◆ What is needed
Edit the account of two life-altering experiences: give again the part that opens with the words containing "I don’t want" and closes with "if we hadn’t.", with "pleasure" replaced by "reward".

◆ Page extract
* * * * * * *

When I was 16 I had my first of two truly life altering experiences. I was sitting in my cell in Juvenile Hall, awaiting sentencing on whether they would charge me for attempted murder as a minor or as an adult when I heard it for the first time.
From the cell next to me I heard Bishop TD Jakes talking about it. At first I brushed it off — I wanted to stay in the hate and I wanted to wallow in the rage I had within me. Everyday the cell next to me would have the Bishop’s show on and every day I tuned it out but there was something inside of me that I felt begin to question and shift.
I remember the day like it was yesterday, I was standing in the courtroom, awaiting final judgment on whether or not I was going to be tried as an adult with attempted homicide. The judge looked at me and asked if I had any final words. I immediately told the judge that I was sorry for my actions and that I truly wanted to change. The judge, shocked, at the first time seeing remorse from me, granted me release but only if I was rehabilitated and found a mentor. The mentor I found taught me valuable knowledge that would help me become massively successful.
My first life altering moment happened just before I was hailed to court for the final decision of what would happen to my life. I had the realization that this life — where I was heading — was not what I wanted for my life. I became determined to turn my life around.
The second life altering experience I had happened in 2015 when I was 28. Sitting in my home office, arguing with my lawyer about an employee who had cost me litigation, I suddenly felt my entire right side go numb. I immediately called my associate upstairs to help me.
After the ambulance came and I was rushed off to the hospital I found out that I had suffered a TIA, a pre-stroke. Having built several 7-figure businesses, I was driven to make more and more money ever day. I wasn’t money hungry, but money had become my identity.
I realized as I was lying in that stretcher, being taken down to the ambulance, that I if I had died that very day I would have only left behind money. A new idea began to form within me; I wanted to leave a legacy. I wanted to change lives forever.
My second life altering experience made me realize that life is too short to live it just for yourself only. I tithed and I donated to charity, but I didn’t pour into anymore to teach them how to become successful. We are created for so much more than just keeping the wealth of knowledge we have acquired to ourselves.
I don’t want you to get to the point of nearly life in prison or on your death bed before you understand the one key take away that I got from both of my experiences. That one key is: we are all ultimately driven by pain.
It is true that when you break it down, we are driven by pain or pleasure, however the absence of pleasure is pain. When you set goals that are attached to a consequence or a reward we are more likely to achieve it than if we hadn’t.

* * * * * * *

Saved entries
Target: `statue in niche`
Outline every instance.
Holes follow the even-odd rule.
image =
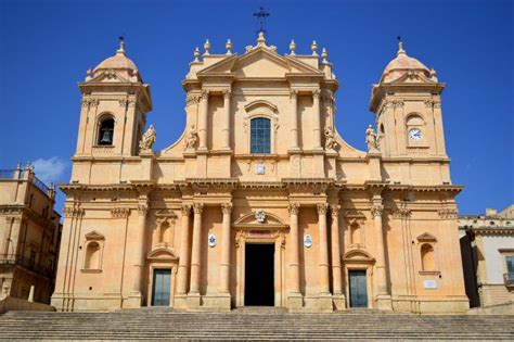
[[[380,151],[378,142],[381,141],[381,136],[376,135],[375,130],[371,125],[368,126],[365,130],[365,143],[368,144],[369,152]]]
[[[194,125],[191,125],[191,129],[189,130],[188,138],[185,138],[184,150],[195,149],[196,143],[198,142],[198,135],[194,129]]]
[[[154,125],[150,125],[149,129],[141,137],[141,141],[139,142],[139,151],[152,151],[152,147],[155,143],[155,139],[157,139],[157,132],[155,131]]]
[[[339,147],[339,143],[335,141],[334,131],[332,127],[325,128],[325,149],[336,150]]]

* * * * * * *

◆ Expected answer
I don’t want you to get to the point of nearly life in prison or on your death bed before you understand the one key take away that I got from both of my experiences. That one key is: we are all ultimately driven by pain.
It is true that when you break it down, we are driven by pain or reward, however the absence of reward is pain. When you set goals that are attached to a consequence or a reward we are more likely to achieve it than if we hadn’t.